**Task**
Identify each line in the data below that contains the word "sign", and copy every such line in full.

**Information given**
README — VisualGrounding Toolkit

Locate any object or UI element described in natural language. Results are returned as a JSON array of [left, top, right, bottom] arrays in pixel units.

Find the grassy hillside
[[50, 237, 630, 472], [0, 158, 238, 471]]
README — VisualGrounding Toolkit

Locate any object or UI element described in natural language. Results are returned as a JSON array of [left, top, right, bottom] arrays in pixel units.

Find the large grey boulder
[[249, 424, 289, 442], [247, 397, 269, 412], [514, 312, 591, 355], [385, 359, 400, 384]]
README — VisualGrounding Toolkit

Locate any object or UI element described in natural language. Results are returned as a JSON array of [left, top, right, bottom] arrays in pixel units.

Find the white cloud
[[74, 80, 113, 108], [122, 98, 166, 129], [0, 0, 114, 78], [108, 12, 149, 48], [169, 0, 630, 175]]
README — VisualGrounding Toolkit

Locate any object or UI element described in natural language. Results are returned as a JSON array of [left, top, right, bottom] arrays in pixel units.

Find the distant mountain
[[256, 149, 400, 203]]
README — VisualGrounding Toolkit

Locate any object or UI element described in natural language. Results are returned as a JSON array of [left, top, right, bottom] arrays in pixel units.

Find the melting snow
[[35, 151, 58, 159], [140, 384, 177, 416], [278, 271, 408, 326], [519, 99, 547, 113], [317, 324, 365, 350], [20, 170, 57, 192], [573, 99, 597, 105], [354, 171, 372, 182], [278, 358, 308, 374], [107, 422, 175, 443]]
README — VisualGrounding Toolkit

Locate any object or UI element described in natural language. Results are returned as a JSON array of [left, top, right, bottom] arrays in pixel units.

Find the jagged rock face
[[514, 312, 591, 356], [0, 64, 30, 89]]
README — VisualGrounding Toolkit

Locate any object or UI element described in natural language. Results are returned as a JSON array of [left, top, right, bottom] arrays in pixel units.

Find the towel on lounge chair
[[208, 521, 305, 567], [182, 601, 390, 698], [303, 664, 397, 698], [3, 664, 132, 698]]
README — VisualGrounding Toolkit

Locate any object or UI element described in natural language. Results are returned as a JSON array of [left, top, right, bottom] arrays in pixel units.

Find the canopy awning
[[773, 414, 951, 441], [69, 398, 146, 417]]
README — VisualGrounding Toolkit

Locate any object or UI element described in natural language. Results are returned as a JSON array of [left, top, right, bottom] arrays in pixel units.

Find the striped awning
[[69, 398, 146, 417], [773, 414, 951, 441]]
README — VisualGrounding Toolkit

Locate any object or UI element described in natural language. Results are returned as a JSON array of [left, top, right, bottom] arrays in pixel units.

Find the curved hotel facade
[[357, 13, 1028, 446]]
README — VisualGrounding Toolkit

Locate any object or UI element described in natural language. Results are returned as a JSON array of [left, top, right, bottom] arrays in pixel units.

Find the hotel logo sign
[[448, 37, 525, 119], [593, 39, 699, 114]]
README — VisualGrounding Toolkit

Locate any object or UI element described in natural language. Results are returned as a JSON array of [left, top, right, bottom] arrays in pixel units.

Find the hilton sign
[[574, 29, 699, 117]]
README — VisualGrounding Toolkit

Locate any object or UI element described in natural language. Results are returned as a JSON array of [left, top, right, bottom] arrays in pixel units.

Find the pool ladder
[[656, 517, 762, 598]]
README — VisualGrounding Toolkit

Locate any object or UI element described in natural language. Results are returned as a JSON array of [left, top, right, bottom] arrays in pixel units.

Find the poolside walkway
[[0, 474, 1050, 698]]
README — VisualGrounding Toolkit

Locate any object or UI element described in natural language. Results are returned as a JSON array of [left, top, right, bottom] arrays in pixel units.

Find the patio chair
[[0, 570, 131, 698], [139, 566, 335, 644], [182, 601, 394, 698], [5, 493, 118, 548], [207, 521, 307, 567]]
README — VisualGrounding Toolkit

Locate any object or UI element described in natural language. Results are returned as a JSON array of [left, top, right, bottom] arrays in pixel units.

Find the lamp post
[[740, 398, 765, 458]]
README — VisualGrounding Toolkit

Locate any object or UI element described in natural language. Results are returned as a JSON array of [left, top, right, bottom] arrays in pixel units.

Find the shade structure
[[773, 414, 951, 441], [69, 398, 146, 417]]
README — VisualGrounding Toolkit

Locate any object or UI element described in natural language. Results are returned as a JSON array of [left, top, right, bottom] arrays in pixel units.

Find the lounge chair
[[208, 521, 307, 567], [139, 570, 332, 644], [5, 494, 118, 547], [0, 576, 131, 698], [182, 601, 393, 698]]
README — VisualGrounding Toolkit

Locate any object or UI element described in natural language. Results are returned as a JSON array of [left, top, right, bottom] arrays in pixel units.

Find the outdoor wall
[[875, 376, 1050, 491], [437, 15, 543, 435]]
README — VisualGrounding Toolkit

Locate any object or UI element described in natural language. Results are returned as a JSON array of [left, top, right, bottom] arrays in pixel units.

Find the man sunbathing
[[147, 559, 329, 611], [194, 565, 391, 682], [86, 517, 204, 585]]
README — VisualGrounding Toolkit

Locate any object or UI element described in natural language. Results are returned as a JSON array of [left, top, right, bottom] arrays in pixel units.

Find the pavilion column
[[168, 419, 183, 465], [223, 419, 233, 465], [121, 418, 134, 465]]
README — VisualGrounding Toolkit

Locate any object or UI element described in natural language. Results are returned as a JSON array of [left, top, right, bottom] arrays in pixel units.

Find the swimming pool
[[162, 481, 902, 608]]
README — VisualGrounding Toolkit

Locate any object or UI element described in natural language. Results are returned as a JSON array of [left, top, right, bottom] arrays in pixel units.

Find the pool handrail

**Answer to the exercise**
Find the hotel logo sign
Find the hilton sign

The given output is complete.